In the listing, rewrite the lines from the one with "In this exercise you will find the row" up to and including the one with "In this exercise you will find the parking". Replace "marker" with "pin" and keep everything else the same.

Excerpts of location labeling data
- - -

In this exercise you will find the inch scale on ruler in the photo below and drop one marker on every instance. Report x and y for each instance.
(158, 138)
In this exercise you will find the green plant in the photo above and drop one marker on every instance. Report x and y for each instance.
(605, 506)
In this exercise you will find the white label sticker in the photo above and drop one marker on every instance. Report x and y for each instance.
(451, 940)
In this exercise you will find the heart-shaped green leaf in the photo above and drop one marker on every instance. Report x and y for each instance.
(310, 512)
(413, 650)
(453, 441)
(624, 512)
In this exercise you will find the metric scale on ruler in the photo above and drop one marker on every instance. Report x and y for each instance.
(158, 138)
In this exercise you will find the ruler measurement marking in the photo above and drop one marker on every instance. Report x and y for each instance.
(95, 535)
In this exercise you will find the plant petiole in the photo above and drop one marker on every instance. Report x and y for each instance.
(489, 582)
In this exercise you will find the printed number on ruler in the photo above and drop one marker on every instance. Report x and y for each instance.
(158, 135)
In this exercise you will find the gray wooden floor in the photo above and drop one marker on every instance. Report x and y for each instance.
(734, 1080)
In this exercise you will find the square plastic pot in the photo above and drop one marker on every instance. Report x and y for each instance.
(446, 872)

- - -

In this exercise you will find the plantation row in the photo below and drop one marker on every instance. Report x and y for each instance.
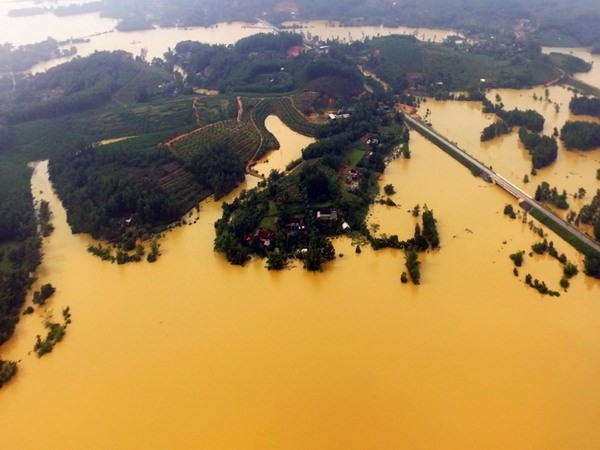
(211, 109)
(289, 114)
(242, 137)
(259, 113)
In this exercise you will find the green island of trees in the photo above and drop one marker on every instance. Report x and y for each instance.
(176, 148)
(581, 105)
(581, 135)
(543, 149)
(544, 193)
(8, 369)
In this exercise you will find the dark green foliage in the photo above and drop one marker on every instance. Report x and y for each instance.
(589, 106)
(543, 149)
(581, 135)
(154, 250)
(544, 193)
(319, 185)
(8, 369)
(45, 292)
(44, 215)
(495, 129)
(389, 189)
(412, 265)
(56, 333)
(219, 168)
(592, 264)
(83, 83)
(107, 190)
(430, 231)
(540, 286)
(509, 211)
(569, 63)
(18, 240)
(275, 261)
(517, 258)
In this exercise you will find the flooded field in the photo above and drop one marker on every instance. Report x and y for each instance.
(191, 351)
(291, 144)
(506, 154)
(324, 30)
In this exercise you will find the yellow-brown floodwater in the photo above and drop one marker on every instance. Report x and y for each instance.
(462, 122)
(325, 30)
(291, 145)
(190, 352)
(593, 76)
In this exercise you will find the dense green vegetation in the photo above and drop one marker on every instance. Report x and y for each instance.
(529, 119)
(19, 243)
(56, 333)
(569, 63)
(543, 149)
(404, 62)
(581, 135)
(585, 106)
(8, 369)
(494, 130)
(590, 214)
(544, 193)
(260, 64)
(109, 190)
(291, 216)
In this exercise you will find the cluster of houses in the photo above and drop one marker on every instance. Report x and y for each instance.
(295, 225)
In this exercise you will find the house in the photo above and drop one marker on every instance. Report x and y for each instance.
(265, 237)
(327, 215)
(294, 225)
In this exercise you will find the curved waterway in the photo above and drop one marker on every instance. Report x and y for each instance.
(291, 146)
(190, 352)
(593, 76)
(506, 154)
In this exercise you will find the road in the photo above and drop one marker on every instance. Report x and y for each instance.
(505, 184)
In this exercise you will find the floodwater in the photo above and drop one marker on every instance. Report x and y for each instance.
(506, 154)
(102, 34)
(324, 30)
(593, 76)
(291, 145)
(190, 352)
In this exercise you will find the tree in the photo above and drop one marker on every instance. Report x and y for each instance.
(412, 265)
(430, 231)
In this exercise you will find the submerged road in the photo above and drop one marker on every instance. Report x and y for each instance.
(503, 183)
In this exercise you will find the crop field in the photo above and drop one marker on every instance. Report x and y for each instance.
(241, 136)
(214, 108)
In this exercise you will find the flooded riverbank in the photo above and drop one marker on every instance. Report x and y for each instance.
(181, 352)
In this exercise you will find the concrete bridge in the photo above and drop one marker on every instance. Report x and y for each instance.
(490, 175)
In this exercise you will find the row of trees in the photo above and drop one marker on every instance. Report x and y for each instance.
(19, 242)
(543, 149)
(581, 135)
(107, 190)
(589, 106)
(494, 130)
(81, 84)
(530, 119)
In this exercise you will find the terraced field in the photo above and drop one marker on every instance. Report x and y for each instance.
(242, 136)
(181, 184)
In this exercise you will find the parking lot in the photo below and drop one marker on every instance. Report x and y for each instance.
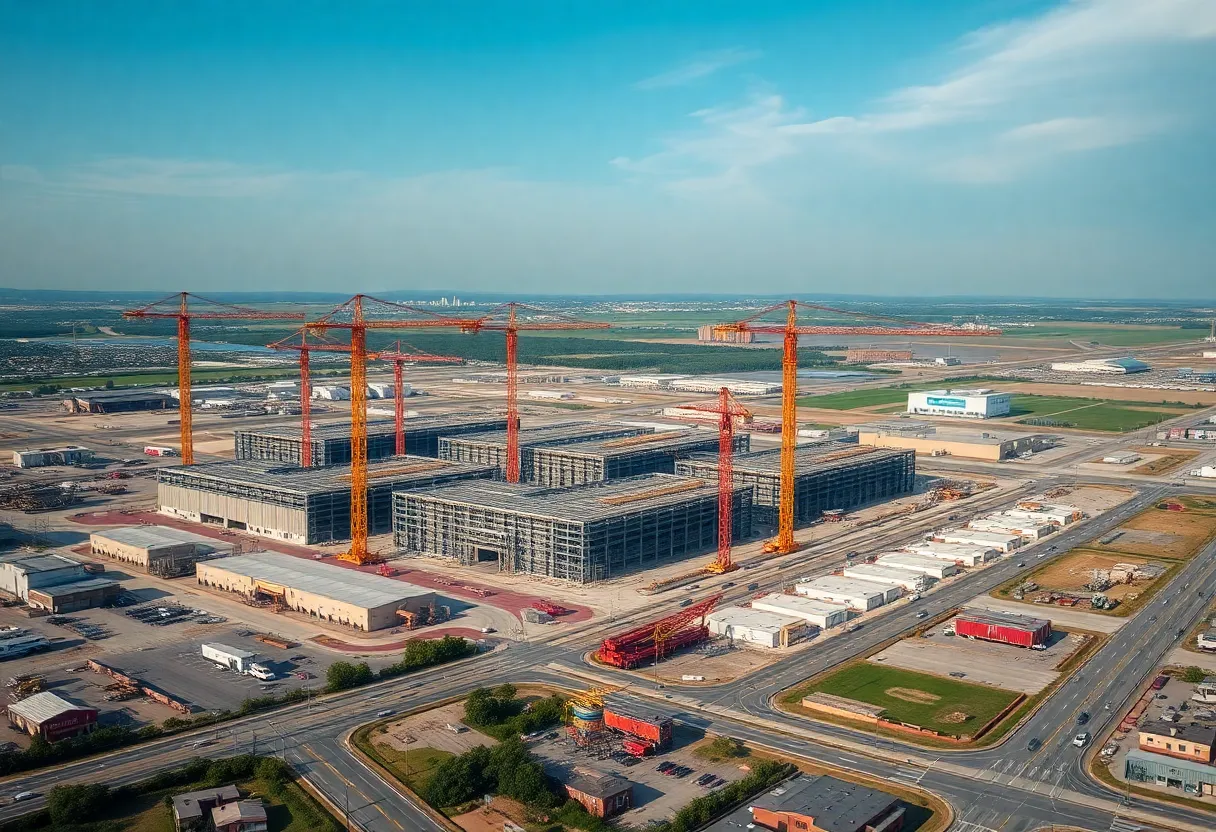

- - -

- **Result below**:
In this exercise you will find the row of trees in the photo above and drop one pin on every instance. Report x and y for each instance.
(19, 242)
(543, 149)
(581, 135)
(107, 190)
(589, 106)
(494, 130)
(81, 84)
(530, 119)
In this exercise you will find the terraced field in the photo above and drop one pin on every instance. Report x and y for each instance.
(242, 136)
(181, 184)
In this exercise you will find the parking lot in the photo below and drop one pin on every instance. Report x and y for each instance.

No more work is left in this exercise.